Update the entries from the line that has "of the arched" through the line that has "pixel 247 292", changing "dirt path" to "muddy trail" and leaving everything else unchanged. Give back only those lines.

************

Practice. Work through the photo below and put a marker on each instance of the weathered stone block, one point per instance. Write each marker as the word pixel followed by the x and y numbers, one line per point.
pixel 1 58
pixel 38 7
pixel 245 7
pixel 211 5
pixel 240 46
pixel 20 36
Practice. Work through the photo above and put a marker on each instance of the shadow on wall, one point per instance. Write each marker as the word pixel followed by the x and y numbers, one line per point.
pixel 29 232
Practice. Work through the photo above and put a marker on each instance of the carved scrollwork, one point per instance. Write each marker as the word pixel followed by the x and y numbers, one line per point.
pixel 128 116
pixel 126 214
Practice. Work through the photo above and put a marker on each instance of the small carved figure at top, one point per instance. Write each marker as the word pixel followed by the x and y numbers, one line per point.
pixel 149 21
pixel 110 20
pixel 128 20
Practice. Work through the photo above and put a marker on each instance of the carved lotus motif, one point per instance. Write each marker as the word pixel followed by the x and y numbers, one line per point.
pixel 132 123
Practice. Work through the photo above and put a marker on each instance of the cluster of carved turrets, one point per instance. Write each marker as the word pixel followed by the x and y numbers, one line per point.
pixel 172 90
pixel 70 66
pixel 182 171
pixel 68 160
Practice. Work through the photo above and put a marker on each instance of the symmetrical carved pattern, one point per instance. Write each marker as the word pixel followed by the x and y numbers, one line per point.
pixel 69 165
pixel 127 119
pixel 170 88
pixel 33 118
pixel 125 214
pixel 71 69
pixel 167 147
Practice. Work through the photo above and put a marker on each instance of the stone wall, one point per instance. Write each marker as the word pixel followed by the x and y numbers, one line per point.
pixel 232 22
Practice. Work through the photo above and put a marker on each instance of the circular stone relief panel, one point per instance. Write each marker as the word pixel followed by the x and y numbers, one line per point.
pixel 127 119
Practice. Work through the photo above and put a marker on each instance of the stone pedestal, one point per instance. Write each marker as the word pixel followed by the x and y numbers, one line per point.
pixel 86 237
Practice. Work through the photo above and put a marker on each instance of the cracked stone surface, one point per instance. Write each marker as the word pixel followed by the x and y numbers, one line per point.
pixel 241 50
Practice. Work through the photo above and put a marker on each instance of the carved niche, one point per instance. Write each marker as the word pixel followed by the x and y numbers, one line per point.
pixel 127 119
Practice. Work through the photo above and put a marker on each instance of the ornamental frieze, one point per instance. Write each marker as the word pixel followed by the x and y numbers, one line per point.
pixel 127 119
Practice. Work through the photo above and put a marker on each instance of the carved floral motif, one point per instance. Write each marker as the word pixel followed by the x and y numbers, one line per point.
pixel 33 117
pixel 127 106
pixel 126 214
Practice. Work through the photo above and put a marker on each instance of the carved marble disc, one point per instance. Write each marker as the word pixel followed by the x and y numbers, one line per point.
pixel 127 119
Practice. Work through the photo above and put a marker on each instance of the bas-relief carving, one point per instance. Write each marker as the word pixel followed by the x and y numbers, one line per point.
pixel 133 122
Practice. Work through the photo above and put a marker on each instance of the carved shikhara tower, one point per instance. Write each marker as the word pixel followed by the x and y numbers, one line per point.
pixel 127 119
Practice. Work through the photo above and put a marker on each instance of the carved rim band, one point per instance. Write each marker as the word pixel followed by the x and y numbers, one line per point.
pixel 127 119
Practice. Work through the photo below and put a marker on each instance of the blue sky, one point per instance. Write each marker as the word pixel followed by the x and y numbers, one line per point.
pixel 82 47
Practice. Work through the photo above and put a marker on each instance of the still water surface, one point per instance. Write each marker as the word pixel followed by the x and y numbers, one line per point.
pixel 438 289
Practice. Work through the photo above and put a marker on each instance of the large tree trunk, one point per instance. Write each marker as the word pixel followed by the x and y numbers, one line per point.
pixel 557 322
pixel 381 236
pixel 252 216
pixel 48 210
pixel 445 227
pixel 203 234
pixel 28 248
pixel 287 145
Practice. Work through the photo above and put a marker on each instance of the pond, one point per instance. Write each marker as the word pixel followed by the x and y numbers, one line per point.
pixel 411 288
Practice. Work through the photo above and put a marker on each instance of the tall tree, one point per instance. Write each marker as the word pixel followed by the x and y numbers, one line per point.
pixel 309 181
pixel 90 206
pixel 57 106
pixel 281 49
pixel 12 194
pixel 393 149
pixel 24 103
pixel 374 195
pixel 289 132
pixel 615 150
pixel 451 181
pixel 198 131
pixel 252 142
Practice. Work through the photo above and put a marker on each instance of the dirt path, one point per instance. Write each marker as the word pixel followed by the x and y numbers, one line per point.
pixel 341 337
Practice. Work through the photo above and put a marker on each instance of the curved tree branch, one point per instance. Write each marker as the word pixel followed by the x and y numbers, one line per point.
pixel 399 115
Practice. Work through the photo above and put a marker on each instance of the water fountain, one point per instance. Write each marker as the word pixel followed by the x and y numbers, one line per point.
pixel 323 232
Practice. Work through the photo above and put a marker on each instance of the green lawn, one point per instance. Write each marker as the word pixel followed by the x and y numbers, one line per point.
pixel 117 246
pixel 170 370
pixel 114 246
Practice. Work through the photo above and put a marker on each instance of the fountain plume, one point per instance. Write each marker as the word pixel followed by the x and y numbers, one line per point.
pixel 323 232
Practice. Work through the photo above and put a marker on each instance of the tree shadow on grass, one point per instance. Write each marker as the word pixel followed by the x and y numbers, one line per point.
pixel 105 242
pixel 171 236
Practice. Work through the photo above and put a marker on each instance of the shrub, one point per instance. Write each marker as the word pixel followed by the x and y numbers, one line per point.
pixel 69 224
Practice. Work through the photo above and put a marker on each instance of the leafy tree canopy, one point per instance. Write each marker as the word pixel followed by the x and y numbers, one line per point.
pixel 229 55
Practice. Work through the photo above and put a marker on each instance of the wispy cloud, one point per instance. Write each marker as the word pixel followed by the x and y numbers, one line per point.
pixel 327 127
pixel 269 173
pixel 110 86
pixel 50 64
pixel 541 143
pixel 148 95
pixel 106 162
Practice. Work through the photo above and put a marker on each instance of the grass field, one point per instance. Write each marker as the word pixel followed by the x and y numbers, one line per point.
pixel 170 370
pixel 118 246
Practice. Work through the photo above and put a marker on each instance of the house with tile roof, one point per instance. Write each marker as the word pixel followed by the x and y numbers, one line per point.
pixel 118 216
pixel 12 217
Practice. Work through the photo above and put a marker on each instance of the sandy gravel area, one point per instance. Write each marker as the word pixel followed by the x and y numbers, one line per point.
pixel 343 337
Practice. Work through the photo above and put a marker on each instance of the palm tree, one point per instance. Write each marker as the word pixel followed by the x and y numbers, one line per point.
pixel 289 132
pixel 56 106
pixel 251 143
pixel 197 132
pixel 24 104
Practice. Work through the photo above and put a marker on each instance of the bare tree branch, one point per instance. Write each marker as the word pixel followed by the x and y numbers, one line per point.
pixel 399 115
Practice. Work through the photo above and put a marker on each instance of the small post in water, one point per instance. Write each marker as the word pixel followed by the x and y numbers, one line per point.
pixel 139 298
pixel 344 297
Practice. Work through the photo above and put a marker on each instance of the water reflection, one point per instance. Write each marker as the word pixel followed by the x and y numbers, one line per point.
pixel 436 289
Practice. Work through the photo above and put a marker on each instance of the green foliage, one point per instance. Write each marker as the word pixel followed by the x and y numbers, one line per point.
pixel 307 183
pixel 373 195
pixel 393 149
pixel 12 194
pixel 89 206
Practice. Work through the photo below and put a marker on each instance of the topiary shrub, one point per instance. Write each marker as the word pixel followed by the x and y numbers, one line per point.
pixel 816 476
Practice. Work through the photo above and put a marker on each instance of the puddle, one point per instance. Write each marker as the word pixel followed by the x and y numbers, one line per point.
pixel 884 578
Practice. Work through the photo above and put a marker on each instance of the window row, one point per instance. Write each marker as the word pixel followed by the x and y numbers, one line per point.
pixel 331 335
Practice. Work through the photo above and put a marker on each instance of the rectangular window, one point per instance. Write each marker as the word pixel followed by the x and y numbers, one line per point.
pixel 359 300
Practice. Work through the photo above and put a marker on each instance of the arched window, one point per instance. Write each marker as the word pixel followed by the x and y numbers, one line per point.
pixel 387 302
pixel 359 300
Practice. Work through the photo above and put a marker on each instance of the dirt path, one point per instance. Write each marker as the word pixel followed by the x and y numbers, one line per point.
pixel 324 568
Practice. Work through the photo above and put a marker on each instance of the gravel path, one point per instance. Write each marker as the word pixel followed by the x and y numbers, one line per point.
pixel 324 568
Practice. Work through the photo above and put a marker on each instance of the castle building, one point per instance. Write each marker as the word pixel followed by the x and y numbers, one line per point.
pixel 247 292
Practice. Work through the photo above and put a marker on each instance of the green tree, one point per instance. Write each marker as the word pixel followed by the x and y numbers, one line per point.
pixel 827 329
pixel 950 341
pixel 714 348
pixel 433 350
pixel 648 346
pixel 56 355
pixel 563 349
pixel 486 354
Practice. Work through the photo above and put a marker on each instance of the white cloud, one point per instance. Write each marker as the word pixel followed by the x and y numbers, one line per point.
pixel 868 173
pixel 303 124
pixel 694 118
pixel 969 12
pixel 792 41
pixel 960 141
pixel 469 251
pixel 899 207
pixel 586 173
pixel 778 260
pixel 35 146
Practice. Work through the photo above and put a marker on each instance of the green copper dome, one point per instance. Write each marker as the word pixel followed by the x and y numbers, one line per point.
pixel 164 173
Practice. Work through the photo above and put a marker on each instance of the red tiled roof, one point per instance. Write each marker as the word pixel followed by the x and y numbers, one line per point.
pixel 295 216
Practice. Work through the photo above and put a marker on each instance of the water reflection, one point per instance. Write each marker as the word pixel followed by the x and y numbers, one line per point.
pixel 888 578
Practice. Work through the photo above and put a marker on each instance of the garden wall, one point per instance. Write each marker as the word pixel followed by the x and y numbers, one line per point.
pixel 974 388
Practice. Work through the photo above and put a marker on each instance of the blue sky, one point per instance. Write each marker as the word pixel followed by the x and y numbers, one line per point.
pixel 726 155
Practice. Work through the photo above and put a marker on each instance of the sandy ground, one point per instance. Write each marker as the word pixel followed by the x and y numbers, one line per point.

************

[Solution for this exercise]
Practice. Work through the photo above and put a marker on each instance of the arched window, one point per instance. Write each marker as the word pixel followed by the x and y numbers, one line per point.
pixel 387 302
pixel 359 300
Practice. Work through the photo above and put a marker on each instance of the muddy trail, one point per instance. Write each marker as the word pixel followed by the x and y numbers, one line per point.
pixel 324 568
Practice. Work through the photo above and put a marker on each instance of the gravel path, one point per instance. Write each marker as the word pixel followed by the x and y numbers, one line per point.
pixel 324 568
Practice. Work through the photo above and put a marker on each instance of the castle building, one point per instance. Write each marker as the word pixel followed by the x and y numbers, one line per point.
pixel 247 292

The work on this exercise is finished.